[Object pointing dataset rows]
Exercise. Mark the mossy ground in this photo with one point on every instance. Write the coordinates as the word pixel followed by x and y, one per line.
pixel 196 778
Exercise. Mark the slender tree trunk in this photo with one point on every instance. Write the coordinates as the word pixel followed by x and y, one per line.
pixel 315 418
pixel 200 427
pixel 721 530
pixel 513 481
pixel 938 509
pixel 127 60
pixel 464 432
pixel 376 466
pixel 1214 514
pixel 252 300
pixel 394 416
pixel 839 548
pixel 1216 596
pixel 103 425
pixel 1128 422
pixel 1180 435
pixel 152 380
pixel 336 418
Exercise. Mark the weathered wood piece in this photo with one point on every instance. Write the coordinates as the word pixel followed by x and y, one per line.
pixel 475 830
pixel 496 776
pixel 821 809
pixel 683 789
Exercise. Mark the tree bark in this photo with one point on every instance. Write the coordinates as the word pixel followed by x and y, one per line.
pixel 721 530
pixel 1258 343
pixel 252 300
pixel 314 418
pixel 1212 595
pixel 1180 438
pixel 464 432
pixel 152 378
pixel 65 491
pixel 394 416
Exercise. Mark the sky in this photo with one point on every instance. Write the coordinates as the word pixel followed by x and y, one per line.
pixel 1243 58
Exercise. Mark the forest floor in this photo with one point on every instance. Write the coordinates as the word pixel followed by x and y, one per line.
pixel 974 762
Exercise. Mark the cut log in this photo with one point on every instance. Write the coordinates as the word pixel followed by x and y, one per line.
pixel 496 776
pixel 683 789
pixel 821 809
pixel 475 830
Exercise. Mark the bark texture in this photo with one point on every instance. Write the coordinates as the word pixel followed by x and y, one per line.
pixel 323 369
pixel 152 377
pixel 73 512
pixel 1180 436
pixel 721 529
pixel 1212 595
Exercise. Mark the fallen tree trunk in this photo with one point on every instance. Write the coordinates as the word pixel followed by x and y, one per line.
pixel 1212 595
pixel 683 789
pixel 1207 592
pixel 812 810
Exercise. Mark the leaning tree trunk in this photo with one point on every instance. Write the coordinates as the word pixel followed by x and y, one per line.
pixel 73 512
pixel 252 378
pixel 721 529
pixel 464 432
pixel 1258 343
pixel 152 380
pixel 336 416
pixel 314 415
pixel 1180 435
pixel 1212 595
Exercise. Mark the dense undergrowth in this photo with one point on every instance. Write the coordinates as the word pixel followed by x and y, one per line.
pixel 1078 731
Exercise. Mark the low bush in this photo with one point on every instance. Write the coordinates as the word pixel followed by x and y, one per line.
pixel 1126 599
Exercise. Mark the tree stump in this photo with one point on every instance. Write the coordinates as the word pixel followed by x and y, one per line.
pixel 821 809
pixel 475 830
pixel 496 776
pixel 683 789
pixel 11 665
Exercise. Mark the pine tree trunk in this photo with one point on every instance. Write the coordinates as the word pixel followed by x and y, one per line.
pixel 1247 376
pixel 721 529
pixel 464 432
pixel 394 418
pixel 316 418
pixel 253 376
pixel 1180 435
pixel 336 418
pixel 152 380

Exercise
Copy out the stretch from the line containing "Exercise. Mark the low" through the end of the listing, changing "tree stump" to "old stump" and leaving everything else as it is.

Expected answer
Exercise. Mark the low bush in this photo with one point on every instance. Write the coordinates as the word pixel followed by x and y, one per line.
pixel 1126 599
Exercise. Mark the old stump in this photo with one point on every instance. Write the coordinates as the word pixel followed by x and y, one per line.
pixel 821 809
pixel 475 830
pixel 496 776
pixel 683 789
pixel 11 665
Exercise. Mark the pine tree trunk in this photo with one point on every instance. Write the coordinates as the word pixel followed by x and y, one per line.
pixel 1247 376
pixel 721 529
pixel 464 432
pixel 394 418
pixel 316 418
pixel 253 376
pixel 1180 435
pixel 336 418
pixel 152 380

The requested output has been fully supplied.